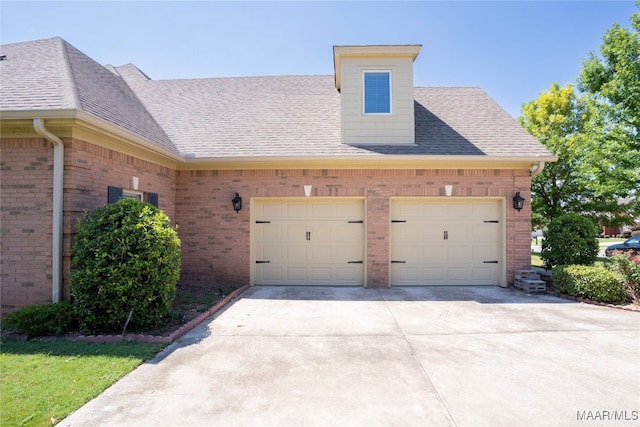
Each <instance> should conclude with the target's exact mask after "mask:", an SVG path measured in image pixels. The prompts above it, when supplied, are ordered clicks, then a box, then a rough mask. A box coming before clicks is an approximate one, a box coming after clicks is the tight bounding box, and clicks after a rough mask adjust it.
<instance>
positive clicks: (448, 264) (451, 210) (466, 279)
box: [390, 199, 503, 286]
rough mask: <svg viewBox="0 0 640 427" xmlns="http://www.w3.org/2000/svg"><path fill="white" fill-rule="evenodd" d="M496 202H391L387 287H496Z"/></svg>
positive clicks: (500, 233)
mask: <svg viewBox="0 0 640 427" xmlns="http://www.w3.org/2000/svg"><path fill="white" fill-rule="evenodd" d="M501 206H502V203H501V201H500V200H493V199H465V200H444V199H436V200H425V199H414V200H409V199H404V200H392V202H391V230H390V232H391V236H390V239H391V256H390V258H391V285H392V286H411V285H416V286H421V285H432V286H439V285H498V284H500V283H499V282H500V276H501V271H502V265H501V264H502V262H503V260H502V245H503V243H502V240H503V239H502V233H503V232H502V229H503V228H502V224H501V222H502V214H501V211H502V208H501Z"/></svg>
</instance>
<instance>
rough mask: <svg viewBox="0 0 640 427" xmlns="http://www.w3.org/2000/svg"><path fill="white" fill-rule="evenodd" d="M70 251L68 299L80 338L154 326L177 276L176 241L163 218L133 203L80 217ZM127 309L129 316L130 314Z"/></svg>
mask: <svg viewBox="0 0 640 427" xmlns="http://www.w3.org/2000/svg"><path fill="white" fill-rule="evenodd" d="M76 232H77V234H76V236H75V239H74V242H73V246H72V249H71V255H72V269H71V281H70V282H71V283H70V286H71V296H72V298H73V304H74V306H75V308H76V313H77V316H78V321H79V326H80V330H81V331H82V332H84V333H102V332H122V331H123V329H124V327H125V324H127V320H128V319H129V315H130V313H132V314H131V319H130V321H129V323H128V326H127V329H128V330H144V329H147V328H152V327H155V326H157V325H159V324H160V323H161V322H162V321H163V319H164V318H165V317H166V316H167V315H168V314H169V313H170V309H171V304H172V302H173V298H174V297H175V293H176V284H177V282H178V279H179V277H180V239H179V238H178V234H177V232H176V230H175V228H173V227H172V226H171V224H170V220H169V218H168V217H167V216H166V215H165V214H164V213H163V212H161V211H160V210H158V209H157V208H155V207H154V206H152V205H150V204H148V203H145V202H141V201H139V200H135V199H121V200H119V201H118V202H117V203H113V204H109V205H106V206H102V207H99V208H97V209H95V210H94V211H92V212H91V213H85V215H84V216H83V217H82V218H80V220H79V221H78V224H77V225H76ZM132 310H133V312H132Z"/></svg>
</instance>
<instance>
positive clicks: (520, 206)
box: [513, 191, 524, 212]
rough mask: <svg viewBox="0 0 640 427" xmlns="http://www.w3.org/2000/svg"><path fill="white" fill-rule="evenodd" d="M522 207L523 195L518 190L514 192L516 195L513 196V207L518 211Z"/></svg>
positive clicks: (523, 202)
mask: <svg viewBox="0 0 640 427" xmlns="http://www.w3.org/2000/svg"><path fill="white" fill-rule="evenodd" d="M523 207H524V197H522V196H521V195H520V192H519V191H518V192H516V195H515V196H513V208H514V209H517V210H518V212H520V211H521V210H522V208H523Z"/></svg>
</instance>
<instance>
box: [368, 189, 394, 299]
mask: <svg viewBox="0 0 640 427" xmlns="http://www.w3.org/2000/svg"><path fill="white" fill-rule="evenodd" d="M388 286H389V197H388V195H386V194H384V195H382V194H380V193H379V192H378V191H375V190H369V191H367V287H369V288H386V287H388Z"/></svg>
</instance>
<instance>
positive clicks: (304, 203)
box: [250, 197, 366, 286]
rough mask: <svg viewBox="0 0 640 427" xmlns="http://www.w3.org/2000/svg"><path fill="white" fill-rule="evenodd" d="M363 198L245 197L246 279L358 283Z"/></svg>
mask: <svg viewBox="0 0 640 427" xmlns="http://www.w3.org/2000/svg"><path fill="white" fill-rule="evenodd" d="M365 206H366V205H365V200H364V198H361V197H359V198H352V197H344V198H343V197H313V198H307V197H304V198H302V197H267V198H252V199H251V257H250V262H251V284H252V285H298V286H299V285H302V286H364V284H365V278H366V242H365V236H366V223H365V218H366V212H365V209H366V208H365Z"/></svg>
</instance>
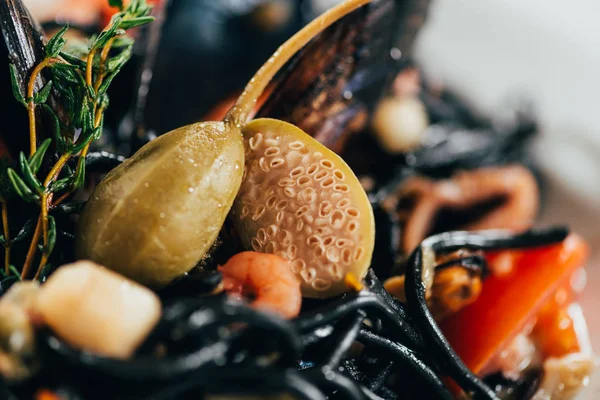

-.-.-

[Assignment]
In the records above, locate the line with "box: [250, 197, 366, 286]"; output it and each line after it through the last one, exactly, omitting pictures.

[The completed task]
box: [250, 197, 366, 286]
rough mask: <svg viewBox="0 0 640 427" xmlns="http://www.w3.org/2000/svg"><path fill="white" fill-rule="evenodd" d="M363 198L245 197L246 279L358 283Z"/></svg>
mask: <svg viewBox="0 0 640 427" xmlns="http://www.w3.org/2000/svg"><path fill="white" fill-rule="evenodd" d="M365 206H366V205H365V200H364V198H361V197H359V198H352V197H344V198H343V197H313V198H307V197H304V198H302V197H267V198H252V199H251V257H250V262H251V284H252V285H298V286H299V285H302V286H364V284H365V278H366V242H365V236H366V223H365V218H366V212H365V209H366V208H365Z"/></svg>
</instance>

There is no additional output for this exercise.